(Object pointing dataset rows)

# # # # # # #

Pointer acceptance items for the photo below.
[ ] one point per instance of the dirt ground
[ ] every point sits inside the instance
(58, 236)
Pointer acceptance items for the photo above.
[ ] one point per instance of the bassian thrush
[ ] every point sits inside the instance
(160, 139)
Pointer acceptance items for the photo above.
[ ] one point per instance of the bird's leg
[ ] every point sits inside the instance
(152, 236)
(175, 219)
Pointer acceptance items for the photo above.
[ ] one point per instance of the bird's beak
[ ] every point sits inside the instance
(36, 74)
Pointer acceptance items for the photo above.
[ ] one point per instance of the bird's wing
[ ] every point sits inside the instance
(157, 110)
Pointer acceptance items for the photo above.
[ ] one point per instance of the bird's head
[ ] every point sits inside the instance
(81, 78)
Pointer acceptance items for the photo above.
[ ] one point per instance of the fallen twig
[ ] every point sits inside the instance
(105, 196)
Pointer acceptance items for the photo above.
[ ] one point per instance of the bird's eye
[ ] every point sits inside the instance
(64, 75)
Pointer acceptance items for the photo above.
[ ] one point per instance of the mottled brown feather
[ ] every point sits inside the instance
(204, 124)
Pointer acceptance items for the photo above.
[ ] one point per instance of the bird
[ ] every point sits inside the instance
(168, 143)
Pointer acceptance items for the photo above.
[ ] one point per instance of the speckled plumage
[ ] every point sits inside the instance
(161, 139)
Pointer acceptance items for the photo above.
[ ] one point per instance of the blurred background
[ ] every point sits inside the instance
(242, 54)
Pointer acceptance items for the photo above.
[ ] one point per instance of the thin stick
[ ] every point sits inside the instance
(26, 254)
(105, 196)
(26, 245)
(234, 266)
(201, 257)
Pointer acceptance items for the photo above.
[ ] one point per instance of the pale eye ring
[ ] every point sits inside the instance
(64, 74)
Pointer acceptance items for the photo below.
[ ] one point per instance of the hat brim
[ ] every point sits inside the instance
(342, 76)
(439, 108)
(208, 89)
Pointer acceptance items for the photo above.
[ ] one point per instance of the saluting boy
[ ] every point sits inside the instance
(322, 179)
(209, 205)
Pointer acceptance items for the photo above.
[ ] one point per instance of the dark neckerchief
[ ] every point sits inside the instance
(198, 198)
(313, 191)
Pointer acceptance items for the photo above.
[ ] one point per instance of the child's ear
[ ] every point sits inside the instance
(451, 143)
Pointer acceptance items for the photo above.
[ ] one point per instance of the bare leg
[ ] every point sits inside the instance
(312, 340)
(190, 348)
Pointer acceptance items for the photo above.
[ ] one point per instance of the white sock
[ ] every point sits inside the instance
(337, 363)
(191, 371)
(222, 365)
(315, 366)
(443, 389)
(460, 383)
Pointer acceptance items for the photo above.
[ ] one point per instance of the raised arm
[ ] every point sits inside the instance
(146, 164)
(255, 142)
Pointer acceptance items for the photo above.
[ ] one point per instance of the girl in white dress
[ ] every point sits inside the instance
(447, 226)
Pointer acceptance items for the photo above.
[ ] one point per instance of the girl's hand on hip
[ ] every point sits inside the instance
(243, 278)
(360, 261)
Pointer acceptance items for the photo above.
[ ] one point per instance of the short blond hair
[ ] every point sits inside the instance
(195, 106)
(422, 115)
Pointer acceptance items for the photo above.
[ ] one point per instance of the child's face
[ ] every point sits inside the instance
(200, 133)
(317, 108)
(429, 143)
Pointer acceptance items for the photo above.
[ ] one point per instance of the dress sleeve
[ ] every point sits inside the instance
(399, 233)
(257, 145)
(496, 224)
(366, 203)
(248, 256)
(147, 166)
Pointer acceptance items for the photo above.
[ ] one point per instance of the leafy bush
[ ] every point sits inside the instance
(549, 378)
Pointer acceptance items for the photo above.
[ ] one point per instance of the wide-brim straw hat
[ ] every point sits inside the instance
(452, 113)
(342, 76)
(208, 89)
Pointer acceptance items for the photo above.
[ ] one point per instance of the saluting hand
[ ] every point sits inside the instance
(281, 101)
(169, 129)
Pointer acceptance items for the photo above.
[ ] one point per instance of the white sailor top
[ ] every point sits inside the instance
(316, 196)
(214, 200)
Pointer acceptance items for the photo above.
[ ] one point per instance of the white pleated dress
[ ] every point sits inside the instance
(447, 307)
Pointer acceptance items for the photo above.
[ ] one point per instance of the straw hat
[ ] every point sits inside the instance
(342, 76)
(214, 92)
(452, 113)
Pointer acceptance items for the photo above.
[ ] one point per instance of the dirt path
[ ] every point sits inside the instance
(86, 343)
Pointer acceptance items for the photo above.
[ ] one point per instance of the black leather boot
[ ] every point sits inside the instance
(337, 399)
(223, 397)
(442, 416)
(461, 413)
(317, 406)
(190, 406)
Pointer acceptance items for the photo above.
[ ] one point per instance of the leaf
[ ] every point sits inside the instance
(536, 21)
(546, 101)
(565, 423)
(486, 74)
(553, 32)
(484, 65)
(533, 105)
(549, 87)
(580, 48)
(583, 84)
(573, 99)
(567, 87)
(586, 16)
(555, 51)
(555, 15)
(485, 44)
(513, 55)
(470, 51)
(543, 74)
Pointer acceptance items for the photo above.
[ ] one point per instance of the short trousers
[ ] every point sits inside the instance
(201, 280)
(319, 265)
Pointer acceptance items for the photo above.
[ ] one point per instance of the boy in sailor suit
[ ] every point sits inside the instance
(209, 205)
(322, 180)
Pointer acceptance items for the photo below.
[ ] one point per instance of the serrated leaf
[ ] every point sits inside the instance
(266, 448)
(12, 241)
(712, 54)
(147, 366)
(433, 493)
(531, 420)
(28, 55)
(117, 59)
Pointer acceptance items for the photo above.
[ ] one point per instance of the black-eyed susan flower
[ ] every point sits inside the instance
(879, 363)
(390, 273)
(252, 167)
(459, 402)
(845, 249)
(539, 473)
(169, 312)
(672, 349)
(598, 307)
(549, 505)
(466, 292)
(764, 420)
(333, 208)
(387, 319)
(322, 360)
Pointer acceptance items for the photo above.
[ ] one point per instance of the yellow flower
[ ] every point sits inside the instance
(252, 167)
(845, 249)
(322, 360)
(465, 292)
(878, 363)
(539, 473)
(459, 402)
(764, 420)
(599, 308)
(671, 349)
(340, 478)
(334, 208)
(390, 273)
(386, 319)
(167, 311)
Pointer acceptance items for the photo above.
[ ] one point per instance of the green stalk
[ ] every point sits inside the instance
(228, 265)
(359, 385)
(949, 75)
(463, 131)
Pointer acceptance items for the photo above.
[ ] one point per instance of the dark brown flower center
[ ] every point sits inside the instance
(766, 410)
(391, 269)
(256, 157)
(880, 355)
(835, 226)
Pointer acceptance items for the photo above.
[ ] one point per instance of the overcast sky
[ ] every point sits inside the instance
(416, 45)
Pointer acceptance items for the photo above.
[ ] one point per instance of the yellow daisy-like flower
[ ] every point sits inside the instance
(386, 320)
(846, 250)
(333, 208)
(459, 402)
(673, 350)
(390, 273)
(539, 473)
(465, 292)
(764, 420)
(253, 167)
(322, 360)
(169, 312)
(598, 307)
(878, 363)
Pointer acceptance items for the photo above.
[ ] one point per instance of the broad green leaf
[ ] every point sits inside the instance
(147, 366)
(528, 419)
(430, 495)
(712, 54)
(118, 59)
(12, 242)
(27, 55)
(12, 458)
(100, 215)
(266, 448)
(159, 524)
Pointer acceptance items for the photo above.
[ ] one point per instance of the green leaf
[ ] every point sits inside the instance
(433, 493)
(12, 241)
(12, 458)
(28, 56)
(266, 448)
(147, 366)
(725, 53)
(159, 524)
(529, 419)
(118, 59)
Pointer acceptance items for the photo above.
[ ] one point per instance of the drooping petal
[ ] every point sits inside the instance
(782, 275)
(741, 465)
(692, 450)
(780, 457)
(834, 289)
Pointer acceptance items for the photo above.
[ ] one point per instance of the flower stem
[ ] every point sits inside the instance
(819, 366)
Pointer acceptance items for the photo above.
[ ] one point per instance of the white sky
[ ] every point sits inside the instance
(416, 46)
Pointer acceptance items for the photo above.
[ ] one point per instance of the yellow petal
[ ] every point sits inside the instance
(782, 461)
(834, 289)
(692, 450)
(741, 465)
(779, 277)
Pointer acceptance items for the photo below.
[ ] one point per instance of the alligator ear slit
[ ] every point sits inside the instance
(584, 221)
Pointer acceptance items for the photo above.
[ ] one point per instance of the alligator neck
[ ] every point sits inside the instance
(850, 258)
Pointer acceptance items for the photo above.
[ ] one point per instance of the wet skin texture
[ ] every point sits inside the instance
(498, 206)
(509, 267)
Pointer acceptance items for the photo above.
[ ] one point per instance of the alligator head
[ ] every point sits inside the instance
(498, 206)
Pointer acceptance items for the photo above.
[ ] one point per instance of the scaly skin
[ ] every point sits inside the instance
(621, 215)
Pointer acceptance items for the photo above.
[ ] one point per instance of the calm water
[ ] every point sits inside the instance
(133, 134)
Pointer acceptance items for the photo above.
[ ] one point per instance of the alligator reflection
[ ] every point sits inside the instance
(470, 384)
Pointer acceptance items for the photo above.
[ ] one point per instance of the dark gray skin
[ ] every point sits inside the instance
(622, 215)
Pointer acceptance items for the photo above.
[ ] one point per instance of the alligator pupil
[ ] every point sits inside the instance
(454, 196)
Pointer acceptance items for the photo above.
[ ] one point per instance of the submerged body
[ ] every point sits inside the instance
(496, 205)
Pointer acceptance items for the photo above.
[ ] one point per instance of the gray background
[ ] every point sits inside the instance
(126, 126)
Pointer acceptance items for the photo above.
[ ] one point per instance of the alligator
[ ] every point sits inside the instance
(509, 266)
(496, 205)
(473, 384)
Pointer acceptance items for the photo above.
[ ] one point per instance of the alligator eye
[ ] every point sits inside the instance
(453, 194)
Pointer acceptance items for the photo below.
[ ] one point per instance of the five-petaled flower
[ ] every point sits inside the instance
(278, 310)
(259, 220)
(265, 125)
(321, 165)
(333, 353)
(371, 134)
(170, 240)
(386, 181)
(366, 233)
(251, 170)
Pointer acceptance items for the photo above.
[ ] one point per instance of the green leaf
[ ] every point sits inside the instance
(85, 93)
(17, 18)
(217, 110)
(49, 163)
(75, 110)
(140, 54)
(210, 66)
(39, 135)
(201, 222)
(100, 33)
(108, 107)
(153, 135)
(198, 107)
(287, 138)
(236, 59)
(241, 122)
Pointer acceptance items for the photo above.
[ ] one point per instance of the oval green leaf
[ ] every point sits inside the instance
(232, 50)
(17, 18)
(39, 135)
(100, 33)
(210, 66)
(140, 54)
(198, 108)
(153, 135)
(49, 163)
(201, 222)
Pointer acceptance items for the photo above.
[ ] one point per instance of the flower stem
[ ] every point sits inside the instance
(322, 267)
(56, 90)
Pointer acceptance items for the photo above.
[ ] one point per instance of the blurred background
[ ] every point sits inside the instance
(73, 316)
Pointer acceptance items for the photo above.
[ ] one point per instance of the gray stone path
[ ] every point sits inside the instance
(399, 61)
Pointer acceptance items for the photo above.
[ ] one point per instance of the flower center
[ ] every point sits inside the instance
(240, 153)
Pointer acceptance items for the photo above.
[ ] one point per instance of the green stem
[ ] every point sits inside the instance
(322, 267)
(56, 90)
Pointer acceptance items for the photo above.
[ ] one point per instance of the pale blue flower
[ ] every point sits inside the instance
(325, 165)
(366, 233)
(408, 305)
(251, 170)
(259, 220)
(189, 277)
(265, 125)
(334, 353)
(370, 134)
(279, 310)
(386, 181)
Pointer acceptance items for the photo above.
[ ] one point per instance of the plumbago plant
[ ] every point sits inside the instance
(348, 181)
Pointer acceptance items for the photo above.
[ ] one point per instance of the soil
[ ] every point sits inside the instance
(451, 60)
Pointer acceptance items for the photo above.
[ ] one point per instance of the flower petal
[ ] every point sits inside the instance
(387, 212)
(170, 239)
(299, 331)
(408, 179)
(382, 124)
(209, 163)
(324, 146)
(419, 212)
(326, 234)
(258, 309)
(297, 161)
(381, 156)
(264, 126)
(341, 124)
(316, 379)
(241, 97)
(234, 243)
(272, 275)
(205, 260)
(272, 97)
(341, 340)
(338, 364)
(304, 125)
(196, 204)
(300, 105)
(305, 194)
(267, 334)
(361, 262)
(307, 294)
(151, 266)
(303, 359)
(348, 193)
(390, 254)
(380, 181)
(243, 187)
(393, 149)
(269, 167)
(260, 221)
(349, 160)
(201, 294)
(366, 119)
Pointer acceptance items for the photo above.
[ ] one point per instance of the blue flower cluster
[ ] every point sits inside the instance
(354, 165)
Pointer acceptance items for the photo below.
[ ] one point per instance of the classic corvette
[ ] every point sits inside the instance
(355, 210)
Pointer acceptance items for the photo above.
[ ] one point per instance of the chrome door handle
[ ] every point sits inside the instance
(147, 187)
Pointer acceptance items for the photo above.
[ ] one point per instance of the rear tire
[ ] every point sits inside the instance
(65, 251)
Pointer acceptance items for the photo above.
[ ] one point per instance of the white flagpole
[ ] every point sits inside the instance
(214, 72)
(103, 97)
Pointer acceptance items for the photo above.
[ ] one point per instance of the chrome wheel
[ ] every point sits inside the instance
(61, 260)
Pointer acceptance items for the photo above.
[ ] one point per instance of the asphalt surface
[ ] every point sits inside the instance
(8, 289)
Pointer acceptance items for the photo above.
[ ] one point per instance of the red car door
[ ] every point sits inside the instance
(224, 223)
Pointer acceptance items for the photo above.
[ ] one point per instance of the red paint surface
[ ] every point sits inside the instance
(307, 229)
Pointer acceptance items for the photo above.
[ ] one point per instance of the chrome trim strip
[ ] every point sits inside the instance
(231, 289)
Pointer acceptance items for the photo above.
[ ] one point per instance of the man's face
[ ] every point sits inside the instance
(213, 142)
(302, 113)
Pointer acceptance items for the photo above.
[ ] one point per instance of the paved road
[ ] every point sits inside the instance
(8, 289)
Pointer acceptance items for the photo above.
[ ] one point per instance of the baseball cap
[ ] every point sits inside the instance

# # # # # # #

REQUIREMENTS — Pick out every line of the items above that contains the string "blue", and copy each one.

COMPLETED EXERCISE —
[ ] one point per instance of the pale blue flower
[ ] one point per instance of the blue flower cluster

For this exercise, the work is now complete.